:: Задания для выполнения ::
**A.** Перескажите в виде краткого списка абзац текста о цензурной инструкции, начинающийся словами «В 1819 г. господствовал ещё рационализм». Сохраните его главные факты.
**B.** Ответьте на вопросы по тексту о цензурной инструкции:
(i) Что господствовало в 1819 г.?
(ii) Какое положение новая цензурная инструкция опускает в статье 2-й?
(iii) Что, согласно комментарию инструкции, не должно быть терпимо?
**C.** Продолжите текст о цензурной инструкции с того места, где он заканчивается.

:: Документ ::
---*---

В 1819 г. господствовал ещё рационализм, который под религией вообще понимал так называемую религию разума. Эта рационалистическая точка зрения есть также точка зрения указа о цензуре, который, впрочем, настолько непоследователен, что, имея целью защиту религии, становится на иррелигиозную точку зрения. Именно отделение общих принципов религии от её позитивного содержания и от её определённой формы противоречит уже общим принципам религии, так как каждая религия полагает, что она отличается от всех остальных — особых, мнимых — религий своей особенной сущностью и что именно она в этой своей определённости и является истинной религией. Новая цензурная инструкция опускает в цитируемой ею статье 2-й добавочное ограничительное положение, согласно которому отдельные религиозные партии и секты не пользуются неприкосновенностью, но она на этом не останавливается, а даёт ещё следующий комментарий:

«Не должно быть терпимо всё то, что в фривольной, враждебной форме направлено против христианской религии вообще или против определённого вероучения».

---*---

[Некоторые строки]
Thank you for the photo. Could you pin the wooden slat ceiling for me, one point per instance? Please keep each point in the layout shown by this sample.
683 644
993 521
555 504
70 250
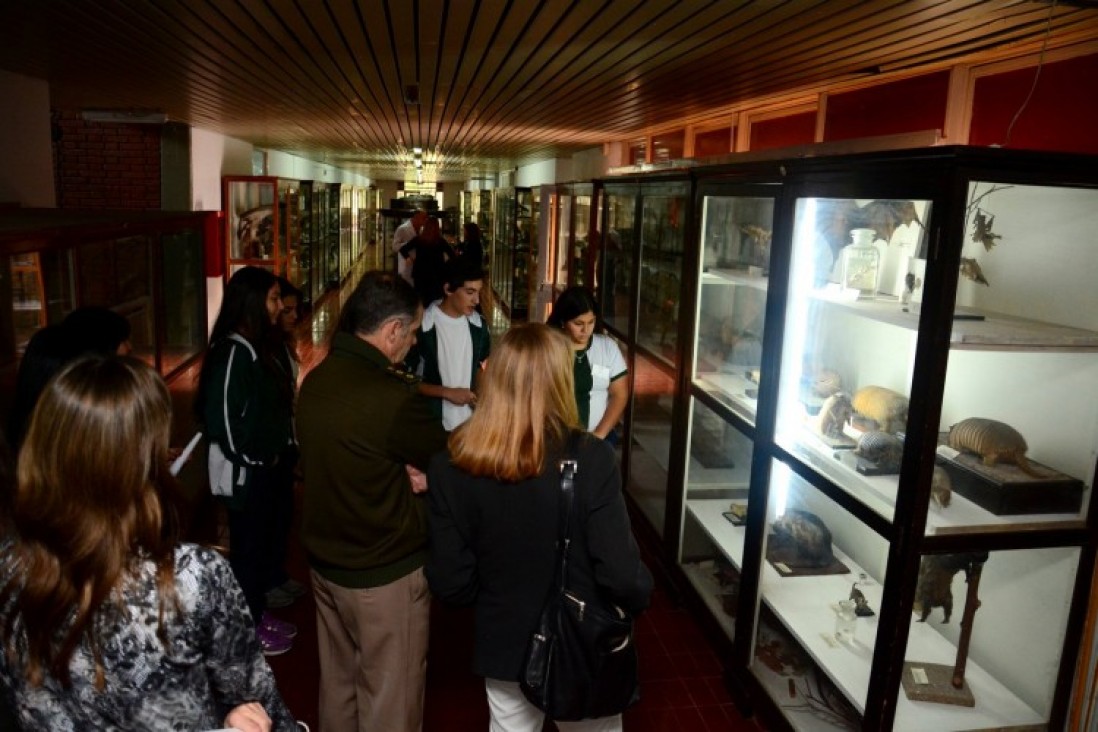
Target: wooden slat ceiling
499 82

---*---

:: Ответы на задания ::
**A.**
- В 1819 г. господствовал рационализм, понимавший под религией так называемую религию разума.
- Указ о цензуре стоит на той же рационалистической точке зрения. Он непоследователен: защищая религию, он встаёт на иррелигиозную точку зрения.
- Отделение общих принципов религии от её позитивного содержания и определённой формы противоречит этим принципам. Каждая религия считает себя истинной именно благодаря своей особенной сущности и определённости.
- Новая цензурная инструкция опускает в статье 2-й ограничительное положение о том, что отдельные религиозные партии и секты не пользуются неприкосновенностью. Кроме того, она добавляет свой комментарий.

**B.**
(i) Рационализм.
(ii) Добавочное ограничительное положение, согласно которому отдельные религиозные партии и секты не пользуются неприкосновенностью.
(iii) Всё то, что в фривольной, враждебной форме направлено против христианской религии вообще или против определённого вероучения.

**C.**
Старый указ о цензуре ни единым словом не упоминает о христианской религии; наоборот, он отличает религию от всех отдельных религиозных партий и сект. Новая цензурная инструкция не только превращает религию вообще в христианскую религию, но прибавляет ещё слова: определённое вероучение. Драгоценное порождение нашей науки, ставшей христианской! Кто станет ещё отрицать, что она выковала новые цепи для печати? Нельзя-де выступать против религии ни вообще, ни в частности. Или вы думаете, что слова «фривольный, враждебный» превратили новые цепи в цепи из роз? Как это ловко сказано: фривольно, враждебно! Прилагательное «фривольный» взывает к благопристойности гражданина, это — экзотерическое слово для света, а цензору нашёптывается на ухо прилагательное «враждебный»: так истолковывается в законе фривольность. Мы в этой инструкции найдём ещё много примеров этого утончённого такта, который выражается в том, что к публике обращаются с субъективным словом, вызывающим краску на её лице, а с другим, объективным словом, от которого писатель невольно бледнеет, обращаются к цензору. Таким способом можно переложить на музыку и lettres de cachet{5}.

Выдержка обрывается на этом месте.